> [WHAT IS ASKED]:
Update the items from the line that contains "Locate the salad" through the line that contains "[474, 119, 500, 234]" by changing "visible in" to "shown in". Keep everything else in those lines the same.

> [ENTRIES PROVIDED]:
★ ★ ★ ★ ★ ★ ★

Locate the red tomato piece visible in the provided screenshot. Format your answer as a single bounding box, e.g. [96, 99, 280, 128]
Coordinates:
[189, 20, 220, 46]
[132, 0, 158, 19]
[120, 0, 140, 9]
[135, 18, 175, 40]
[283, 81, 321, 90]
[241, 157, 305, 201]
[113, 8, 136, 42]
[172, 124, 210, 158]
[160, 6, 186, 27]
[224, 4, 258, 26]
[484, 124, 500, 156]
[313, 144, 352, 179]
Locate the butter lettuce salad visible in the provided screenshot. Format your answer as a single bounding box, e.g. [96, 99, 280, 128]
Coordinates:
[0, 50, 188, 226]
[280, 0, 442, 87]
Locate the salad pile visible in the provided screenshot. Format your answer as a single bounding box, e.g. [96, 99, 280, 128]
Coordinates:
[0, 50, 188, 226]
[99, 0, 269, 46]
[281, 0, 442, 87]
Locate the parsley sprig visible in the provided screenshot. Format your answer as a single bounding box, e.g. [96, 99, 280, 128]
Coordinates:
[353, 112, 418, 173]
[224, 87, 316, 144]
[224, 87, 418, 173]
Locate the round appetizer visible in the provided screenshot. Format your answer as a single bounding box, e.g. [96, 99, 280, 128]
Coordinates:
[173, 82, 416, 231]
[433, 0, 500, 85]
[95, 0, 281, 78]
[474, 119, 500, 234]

★ ★ ★ ★ ★ ★ ★

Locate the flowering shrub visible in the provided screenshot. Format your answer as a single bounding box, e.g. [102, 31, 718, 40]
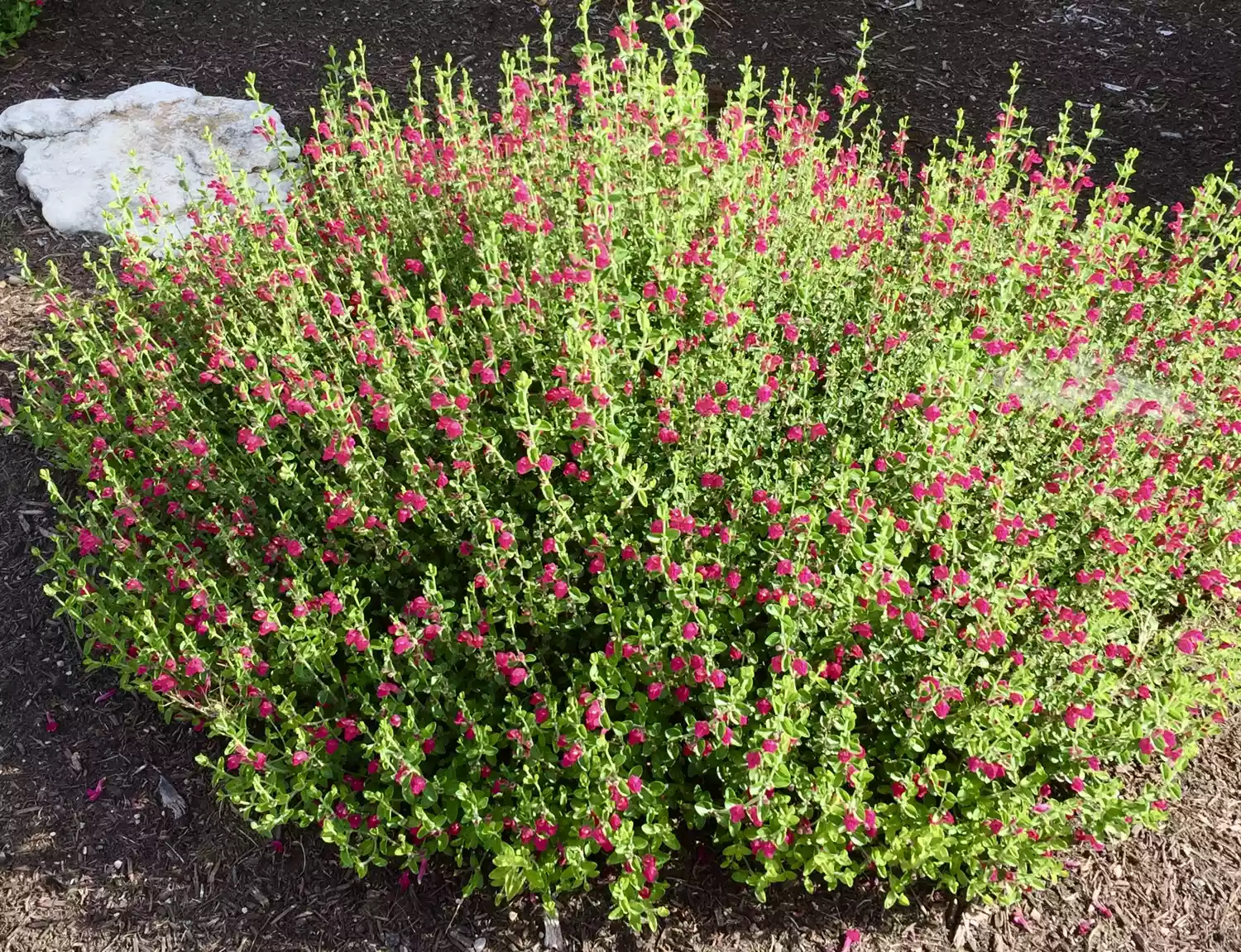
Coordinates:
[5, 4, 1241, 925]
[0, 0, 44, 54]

★ ★ ★ ★ ★ ★ ★

> [THE RESPONSE]:
Locate the salad pile shown in the provided screenshot. Format your answer as a single bounding box, e.g. [96, 99, 280, 128]
Coordinates:
[0, 50, 188, 226]
[99, 0, 269, 46]
[281, 0, 442, 87]
Locate the parsley sprig shown in the provided screenshot. Format your answer as a single bounding box, e.g. [96, 99, 280, 128]
Coordinates:
[353, 112, 418, 173]
[224, 87, 316, 144]
[224, 87, 418, 173]
Locate the round appetizer shown in the provided screenshot. Format your answer as a single bounding box, e.g. [96, 99, 280, 128]
Coordinates:
[173, 82, 416, 231]
[433, 0, 500, 85]
[95, 0, 281, 78]
[474, 119, 500, 234]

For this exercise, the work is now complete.